## Exercise requirements
Copy out the passage of the text on Nigeria's economy starting at "For him, by" and ending at "easing inflationary pressures.".

## Extracted text
»»

Nigeria economy has held up remarkably well in recent months despite drop in crude oil prices which constitute over 90 per cent of its forex earnings.
From the growth in Gross Domestic Product (GDP) numbers, drop in inflation rate, exchange rate stability, surge in external reserves to rise in capital inflows are strong points to show that the economy is pushing up.
Aminu Gwadabe, president, Association of Bureaux De Change Operators of Nigeria, said Nigeria’s monetary policy implementation has improved, and the resilience of economy strengthened in recent times.
“Findings showed that in the past, many economies were reluctant to let their exchange rates move freely. But with better-anchored inflation expectations and stricter macroprudential regulation, Nigeria has increasingly allowed the exchange rate to act as a shock absorber, and central bank shifted its focus toward stabilizing economic activity,” he said.
For him, by sustaining the reforms and stronger foundations, Nigeria can turn hard-won resilience into long-lasting stability and growth of the economy.
The monetary policy easing started last month with the Central Bank of Nigeria (CBN)-led Monetary Policy Committee cutting benchmark interest rate by 50 basis points from 27.5% to 27%, marking the first rate cut since the tightening cycle began five years ago.
The decision to cut rate was reached at the 302nd Monetary Policy Committee meeting, and reflects a shift towards supporting economic growth amid easing inflationary pressures.
The rate cut follows five consecutive months of slowing inflation, with projections indicating continued disinflation through the rest of 2025.
This policy easing signals the CBN’s confidence in a stabilizing macroeconomic environment while aiming to stimulate economic activity and is expected to ease borrowing costs, improve liquidity in the banking sector, and potentially support stronger consumer spending and investment growth.

««

## Data to examine

»»

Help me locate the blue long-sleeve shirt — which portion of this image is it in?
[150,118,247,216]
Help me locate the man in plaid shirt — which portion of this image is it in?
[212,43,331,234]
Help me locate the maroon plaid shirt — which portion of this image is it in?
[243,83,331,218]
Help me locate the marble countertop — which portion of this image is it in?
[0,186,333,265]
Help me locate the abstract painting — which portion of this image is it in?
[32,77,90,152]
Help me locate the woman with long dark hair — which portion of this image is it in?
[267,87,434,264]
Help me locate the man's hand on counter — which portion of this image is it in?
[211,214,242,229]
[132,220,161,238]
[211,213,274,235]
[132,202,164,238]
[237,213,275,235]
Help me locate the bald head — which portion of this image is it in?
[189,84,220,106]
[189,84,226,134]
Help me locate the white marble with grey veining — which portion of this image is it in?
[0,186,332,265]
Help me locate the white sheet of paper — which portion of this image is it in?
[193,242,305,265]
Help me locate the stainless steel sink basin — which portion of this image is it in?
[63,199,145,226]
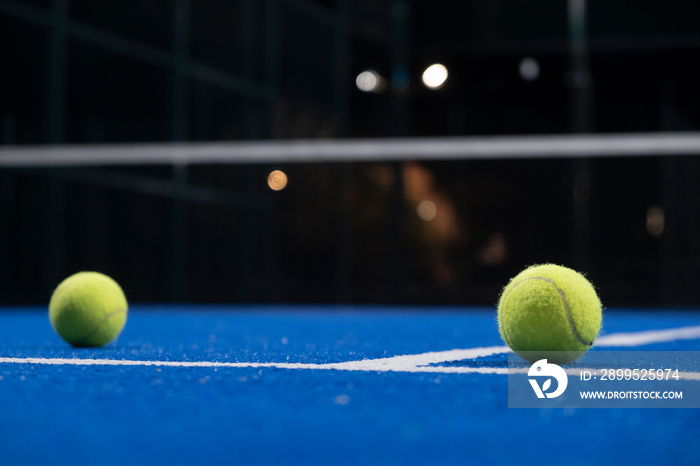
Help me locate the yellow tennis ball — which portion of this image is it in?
[49,272,128,346]
[498,264,603,364]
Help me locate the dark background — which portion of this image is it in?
[0,0,700,307]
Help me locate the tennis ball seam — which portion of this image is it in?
[503,277,593,346]
[74,309,126,346]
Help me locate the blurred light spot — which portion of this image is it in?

««

## Result for this task
For him, by sustaining the reforms and stronger foundations, Nigeria can turn hard-won resilience into long-lasting stability and growth of the economy.
The monetary policy easing started last month with the Central Bank of Nigeria (CBN)-led Monetary Policy Committee cutting benchmark interest rate by 50 basis points from 27.5% to 27%, marking the first rate cut since the tightening cycle began five years ago.
The decision to cut rate was reached at the 302nd Monetary Policy Committee meeting, and reflects a shift towards supporting economic growth amid easing inflationary pressures.